> [Task goal]: State how many lines in the rows below contain the string "white", matching case exactly, and reply with the number alone.

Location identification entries

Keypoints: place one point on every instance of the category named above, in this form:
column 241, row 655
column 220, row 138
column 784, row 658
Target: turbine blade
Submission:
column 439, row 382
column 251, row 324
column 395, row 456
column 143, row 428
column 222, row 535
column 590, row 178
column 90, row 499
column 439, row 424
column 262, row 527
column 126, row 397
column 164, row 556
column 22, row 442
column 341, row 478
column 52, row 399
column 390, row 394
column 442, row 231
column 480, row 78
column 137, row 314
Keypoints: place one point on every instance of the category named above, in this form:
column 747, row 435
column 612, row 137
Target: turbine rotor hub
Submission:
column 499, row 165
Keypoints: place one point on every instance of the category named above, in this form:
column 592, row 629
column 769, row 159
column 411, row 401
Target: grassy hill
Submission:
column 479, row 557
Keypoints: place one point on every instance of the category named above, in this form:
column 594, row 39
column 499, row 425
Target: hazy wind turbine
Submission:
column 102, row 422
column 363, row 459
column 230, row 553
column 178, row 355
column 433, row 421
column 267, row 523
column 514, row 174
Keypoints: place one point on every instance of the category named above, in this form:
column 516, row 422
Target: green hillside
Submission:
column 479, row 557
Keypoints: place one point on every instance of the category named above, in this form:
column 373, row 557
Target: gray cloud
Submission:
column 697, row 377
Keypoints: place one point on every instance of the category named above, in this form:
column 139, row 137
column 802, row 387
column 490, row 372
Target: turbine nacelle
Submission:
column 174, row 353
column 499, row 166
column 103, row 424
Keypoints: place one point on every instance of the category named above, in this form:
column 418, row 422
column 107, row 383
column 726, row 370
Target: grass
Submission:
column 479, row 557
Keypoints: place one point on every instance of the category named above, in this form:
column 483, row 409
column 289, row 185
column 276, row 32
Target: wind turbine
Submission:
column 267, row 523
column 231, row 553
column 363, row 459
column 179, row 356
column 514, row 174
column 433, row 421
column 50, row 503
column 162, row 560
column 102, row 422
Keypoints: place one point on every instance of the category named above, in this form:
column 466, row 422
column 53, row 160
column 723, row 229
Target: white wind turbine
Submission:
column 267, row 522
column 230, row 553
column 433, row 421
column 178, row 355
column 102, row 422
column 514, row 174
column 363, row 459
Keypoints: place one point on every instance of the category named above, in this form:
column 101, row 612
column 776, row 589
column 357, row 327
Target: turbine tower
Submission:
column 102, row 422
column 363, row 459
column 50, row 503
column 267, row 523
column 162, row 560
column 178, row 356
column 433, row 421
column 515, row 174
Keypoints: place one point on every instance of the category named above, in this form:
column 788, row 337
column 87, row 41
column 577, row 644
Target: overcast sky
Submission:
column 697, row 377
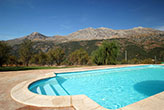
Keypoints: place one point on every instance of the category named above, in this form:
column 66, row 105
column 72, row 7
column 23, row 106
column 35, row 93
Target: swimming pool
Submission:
column 111, row 88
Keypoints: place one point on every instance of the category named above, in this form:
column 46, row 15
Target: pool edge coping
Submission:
column 23, row 95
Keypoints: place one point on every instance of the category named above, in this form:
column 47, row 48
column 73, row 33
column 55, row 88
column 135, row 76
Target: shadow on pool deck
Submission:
column 150, row 87
column 44, row 108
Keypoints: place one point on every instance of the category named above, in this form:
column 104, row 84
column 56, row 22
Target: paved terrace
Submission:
column 9, row 79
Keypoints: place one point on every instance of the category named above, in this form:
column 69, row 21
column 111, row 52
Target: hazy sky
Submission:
column 62, row 17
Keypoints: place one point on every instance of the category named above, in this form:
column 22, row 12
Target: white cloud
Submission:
column 160, row 28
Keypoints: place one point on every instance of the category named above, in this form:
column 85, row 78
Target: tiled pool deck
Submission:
column 21, row 94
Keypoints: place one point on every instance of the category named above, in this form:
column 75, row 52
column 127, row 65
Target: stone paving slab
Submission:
column 9, row 79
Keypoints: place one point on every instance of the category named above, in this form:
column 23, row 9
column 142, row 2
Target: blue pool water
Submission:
column 111, row 88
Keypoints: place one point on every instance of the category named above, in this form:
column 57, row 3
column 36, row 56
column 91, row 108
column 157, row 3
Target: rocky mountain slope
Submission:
column 91, row 34
column 140, row 42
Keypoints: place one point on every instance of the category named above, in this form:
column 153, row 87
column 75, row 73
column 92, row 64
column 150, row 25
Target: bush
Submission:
column 106, row 54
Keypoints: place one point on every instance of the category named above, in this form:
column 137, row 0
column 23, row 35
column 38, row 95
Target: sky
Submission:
column 62, row 17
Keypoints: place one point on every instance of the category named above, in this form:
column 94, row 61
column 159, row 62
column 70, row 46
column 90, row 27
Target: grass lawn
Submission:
column 19, row 68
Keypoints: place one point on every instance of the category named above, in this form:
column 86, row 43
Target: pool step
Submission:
column 49, row 90
column 59, row 89
column 53, row 89
column 38, row 90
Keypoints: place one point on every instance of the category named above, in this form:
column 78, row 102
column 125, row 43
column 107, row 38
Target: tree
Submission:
column 4, row 52
column 106, row 54
column 78, row 57
column 12, row 60
column 50, row 57
column 56, row 55
column 59, row 55
column 26, row 52
column 42, row 58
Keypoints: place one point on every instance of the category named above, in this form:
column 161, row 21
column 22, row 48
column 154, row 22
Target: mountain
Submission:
column 139, row 42
column 90, row 34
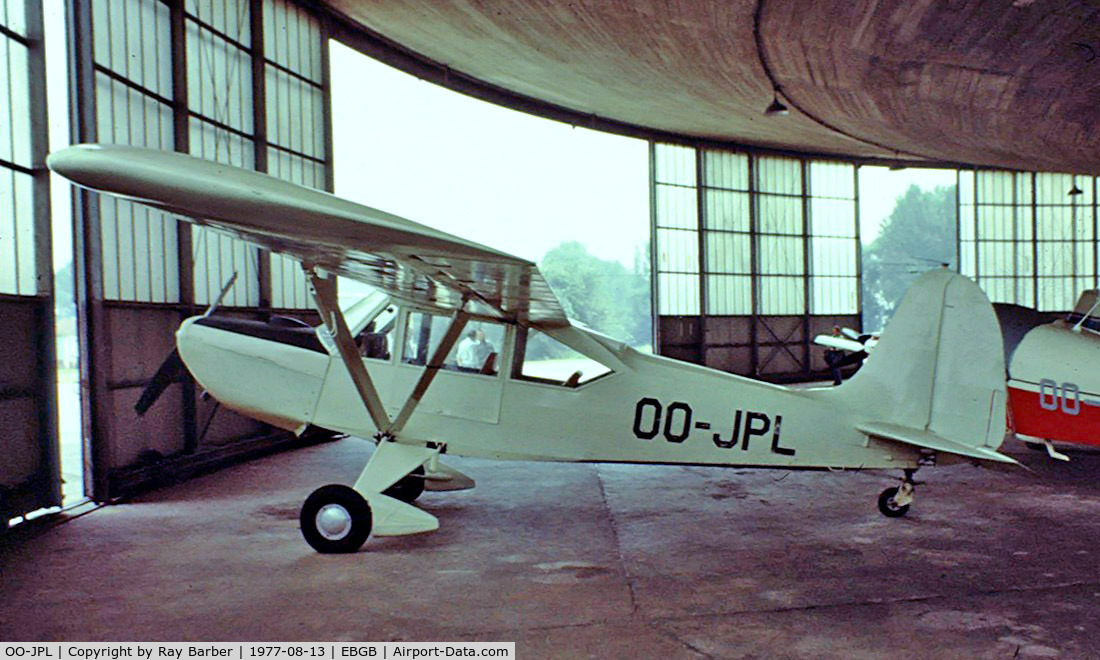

> [Answer for this exercise]: 2